**TASK INSTRUCTIONS:**
(a) In the thread of funny stories, what does the writer say "Outback Steakhouse" always comes out as on the first try?
(b) List every emoticon code in the thread of funny stories that begins with a colon.
(c) Return the section of the funny-stories thread between "When I get in" and "was somewhat confused.", inclusive.

**DOCUMENT SECTION:**
When I get in my silly mood, and the telephone rings, I sometimes answer,

"fearlessfanny's house of pleasure. How may I help you?" I usually either a click or it goes silent on the other end.:D

Well, Fran I worked at a waterpark where I live a few sumemrs ago, and one woman called, and I answerewd the phone sounding gay. When she got there I overheard her telling her friend "I hope that fag';s not hear". I couldn't stop laughing

i'm sure he (my instructor) doesn't regret this, but once i had to give a im shot to a pt who was somewhat confused.

we walk in and the pt tells us that someone came in this morning and gave him a shot for his brain. well, i'm biting my lip and shaking from trying not to laugh and my instructor calmly and with a straight face goes, well, did it work? and the pt just looks in deep in thought and goes, well, not yet.

i about pissed my pants. :rotfl:

To this day I can't say Outback Steakhouse properly on the first try. It always comes out 'Outhouse Steakback'. My friends have taken to asking me to "Meet them in the Outhouse for a quickie...dinner that is." :smackingf

I went to the youth group meeting at church, Sam, my 16 year old cousin was reading away about sin and came to a part that should have been read sexual immorality but it came out something like, keep us free from sexual immortality. It took several minutes to regain control of everyone.

Under no circumstance in a clinical setting say.....

"....But the good news is I saved a lot on my car insurance at Geico"

bad bad bad...very bad....never again. groan

Specializes in ER!.

**MATERIAL SUPPLIED:**
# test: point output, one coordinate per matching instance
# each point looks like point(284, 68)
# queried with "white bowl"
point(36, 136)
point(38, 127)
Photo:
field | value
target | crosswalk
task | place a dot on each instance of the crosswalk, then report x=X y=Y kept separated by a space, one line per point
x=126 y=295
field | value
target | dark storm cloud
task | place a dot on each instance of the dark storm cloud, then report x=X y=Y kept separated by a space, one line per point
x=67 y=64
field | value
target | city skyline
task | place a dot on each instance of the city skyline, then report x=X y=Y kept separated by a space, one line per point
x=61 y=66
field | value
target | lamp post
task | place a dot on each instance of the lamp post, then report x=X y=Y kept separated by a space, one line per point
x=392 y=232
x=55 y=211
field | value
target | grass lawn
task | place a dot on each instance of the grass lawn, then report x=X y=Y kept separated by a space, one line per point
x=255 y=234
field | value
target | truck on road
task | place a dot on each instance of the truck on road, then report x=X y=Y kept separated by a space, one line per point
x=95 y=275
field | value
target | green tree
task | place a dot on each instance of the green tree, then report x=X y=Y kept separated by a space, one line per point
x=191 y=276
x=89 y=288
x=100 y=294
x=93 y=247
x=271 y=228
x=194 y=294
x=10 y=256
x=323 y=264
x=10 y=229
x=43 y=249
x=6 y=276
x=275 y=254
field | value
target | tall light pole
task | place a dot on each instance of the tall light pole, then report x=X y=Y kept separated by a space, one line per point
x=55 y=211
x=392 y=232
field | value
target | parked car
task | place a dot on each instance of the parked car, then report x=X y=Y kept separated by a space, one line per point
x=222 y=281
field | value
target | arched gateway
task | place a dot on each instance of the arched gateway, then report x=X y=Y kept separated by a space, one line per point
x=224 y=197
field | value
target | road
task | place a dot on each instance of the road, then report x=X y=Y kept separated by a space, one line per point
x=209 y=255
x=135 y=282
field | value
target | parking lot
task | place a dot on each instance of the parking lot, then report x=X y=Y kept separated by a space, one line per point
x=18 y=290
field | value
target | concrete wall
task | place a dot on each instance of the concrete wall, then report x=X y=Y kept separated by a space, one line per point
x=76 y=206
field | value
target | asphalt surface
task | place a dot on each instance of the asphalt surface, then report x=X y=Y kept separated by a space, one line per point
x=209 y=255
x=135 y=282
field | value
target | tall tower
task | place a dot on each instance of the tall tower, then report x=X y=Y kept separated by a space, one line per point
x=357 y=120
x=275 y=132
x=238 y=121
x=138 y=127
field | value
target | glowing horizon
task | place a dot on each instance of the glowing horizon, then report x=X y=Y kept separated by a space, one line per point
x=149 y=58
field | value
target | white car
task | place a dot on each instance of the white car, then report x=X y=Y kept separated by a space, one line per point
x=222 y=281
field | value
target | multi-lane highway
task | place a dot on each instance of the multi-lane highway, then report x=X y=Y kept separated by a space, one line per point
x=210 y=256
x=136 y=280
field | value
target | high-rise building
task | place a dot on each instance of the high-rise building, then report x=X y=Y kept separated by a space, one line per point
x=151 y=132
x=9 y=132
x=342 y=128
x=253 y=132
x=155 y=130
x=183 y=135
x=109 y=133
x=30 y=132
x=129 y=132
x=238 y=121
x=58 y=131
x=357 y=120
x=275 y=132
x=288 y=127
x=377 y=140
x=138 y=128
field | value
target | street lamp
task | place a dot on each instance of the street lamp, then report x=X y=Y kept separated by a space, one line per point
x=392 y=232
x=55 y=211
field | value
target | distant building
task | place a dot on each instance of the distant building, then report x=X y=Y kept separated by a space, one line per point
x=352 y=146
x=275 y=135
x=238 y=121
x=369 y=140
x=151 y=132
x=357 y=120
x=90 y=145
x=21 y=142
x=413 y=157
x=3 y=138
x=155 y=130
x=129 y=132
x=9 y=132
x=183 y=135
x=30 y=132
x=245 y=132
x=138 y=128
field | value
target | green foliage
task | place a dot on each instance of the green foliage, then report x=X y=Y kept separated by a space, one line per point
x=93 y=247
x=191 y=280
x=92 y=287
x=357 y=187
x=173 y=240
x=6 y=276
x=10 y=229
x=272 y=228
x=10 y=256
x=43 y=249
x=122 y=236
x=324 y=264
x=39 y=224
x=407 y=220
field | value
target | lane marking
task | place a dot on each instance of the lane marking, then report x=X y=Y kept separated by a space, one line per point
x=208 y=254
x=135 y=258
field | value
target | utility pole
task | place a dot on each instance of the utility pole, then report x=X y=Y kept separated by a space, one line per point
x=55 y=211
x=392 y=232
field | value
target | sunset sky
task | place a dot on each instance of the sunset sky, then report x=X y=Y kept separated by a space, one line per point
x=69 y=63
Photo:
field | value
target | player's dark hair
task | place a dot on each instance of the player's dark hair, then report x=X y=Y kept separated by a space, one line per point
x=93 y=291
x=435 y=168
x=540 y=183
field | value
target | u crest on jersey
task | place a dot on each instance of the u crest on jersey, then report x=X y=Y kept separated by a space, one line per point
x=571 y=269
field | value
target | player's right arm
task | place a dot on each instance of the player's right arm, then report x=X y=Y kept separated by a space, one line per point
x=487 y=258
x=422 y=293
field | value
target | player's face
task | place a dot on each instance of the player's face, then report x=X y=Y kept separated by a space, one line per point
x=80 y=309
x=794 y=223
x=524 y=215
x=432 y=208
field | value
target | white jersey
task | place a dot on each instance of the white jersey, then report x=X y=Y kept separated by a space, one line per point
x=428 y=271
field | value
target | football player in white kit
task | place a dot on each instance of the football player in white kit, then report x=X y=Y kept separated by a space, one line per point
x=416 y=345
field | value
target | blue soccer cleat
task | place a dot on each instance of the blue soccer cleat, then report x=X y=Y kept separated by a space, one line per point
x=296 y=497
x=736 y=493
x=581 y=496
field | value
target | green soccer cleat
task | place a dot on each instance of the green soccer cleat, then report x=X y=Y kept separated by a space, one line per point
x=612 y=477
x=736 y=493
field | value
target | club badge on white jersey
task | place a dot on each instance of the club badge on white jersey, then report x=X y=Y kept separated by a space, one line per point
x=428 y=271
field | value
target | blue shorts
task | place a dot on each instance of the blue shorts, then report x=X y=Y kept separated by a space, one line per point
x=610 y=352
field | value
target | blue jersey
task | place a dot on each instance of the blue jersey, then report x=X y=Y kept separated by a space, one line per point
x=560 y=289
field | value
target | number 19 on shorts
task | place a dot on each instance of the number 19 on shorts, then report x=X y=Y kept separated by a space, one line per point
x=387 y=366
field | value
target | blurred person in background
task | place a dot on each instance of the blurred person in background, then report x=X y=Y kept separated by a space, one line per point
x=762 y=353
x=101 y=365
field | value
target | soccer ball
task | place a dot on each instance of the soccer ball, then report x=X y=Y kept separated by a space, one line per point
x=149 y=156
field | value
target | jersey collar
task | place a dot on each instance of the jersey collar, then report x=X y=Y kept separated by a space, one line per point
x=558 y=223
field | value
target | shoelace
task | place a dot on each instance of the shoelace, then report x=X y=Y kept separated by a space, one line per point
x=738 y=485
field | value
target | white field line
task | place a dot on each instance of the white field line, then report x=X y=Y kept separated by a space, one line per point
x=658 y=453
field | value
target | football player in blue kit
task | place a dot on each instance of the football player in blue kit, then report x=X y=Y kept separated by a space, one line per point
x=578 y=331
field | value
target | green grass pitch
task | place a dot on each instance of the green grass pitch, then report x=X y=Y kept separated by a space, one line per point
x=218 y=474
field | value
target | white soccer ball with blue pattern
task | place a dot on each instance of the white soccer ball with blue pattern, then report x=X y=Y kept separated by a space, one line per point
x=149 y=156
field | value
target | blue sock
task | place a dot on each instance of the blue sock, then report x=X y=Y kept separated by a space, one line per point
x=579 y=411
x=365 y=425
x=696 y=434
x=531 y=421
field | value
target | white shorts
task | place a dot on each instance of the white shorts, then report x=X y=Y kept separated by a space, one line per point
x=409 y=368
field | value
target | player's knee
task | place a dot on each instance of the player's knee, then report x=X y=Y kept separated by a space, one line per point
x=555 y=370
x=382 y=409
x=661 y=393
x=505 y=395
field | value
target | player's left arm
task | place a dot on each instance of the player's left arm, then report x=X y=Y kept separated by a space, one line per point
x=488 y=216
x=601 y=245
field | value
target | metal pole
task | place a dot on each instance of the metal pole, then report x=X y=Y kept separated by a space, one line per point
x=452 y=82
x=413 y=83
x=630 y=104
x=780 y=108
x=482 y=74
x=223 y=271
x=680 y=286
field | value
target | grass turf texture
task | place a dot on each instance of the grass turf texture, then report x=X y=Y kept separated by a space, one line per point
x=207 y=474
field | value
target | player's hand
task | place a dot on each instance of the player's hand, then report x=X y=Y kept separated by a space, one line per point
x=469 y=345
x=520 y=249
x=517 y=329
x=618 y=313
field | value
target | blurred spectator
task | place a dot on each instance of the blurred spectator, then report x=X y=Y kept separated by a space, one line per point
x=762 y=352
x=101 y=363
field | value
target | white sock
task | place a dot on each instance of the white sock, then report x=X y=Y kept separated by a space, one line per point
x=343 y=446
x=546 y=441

**OUTPUTS BY TASK:**
(a) 'Outhouse Steakback'

(b)
:D
:rotfl:
:smackingf

(c)
When I get in my silly mood, and the telephone rings, I sometimes answer,

"fearlessfanny's house of pleasure. How may I help you?" I usually either a click or it goes silent on the other end.:D

Well, Fran I worked at a waterpark where I live a few sumemrs ago, and one woman called, and I answerewd the phone sounding gay. When she got there I overheard her telling her friend "I hope that fag';s not hear". I couldn't stop laughing

i'm sure he (my instructor) doesn't regret this, but once i had to give a im shot to a pt who was somewhat confused.